Exercise details: Gather each line of the records below that contains the string "green". Case counts.
— START OF Records supplied —
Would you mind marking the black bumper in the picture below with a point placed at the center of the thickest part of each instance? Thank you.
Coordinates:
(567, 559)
— END OF Records supplied —
— START OF Records supplied —
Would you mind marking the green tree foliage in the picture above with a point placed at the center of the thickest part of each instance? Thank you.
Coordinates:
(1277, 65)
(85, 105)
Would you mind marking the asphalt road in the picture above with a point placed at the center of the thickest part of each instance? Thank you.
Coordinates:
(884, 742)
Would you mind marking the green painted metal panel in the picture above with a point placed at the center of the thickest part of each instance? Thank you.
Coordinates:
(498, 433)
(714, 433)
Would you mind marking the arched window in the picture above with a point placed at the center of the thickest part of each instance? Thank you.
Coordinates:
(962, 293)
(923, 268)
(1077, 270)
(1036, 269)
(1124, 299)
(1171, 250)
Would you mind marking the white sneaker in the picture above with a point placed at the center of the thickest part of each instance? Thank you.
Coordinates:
— END OF Records supplied —
— START OF Records supplied —
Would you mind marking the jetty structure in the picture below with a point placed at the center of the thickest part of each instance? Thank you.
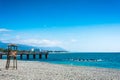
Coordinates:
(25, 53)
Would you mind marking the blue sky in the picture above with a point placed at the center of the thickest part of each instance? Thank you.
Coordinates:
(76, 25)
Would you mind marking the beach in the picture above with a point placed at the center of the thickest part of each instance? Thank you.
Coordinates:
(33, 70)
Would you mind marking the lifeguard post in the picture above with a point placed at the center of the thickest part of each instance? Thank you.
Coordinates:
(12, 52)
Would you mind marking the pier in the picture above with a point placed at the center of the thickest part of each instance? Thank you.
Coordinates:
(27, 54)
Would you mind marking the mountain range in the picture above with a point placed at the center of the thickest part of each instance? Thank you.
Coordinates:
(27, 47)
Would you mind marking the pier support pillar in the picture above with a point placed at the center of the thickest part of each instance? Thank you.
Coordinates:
— END OF Records supplied —
Answer to the problem:
Would you mind marking the green tree foliage in the picture above with a point placed at the center of the thickest part of each instance? Thank you.
Would you mind marking the green painted metal panel in the picture above with a point placed at the center of the thickest part of each instance? Thank you.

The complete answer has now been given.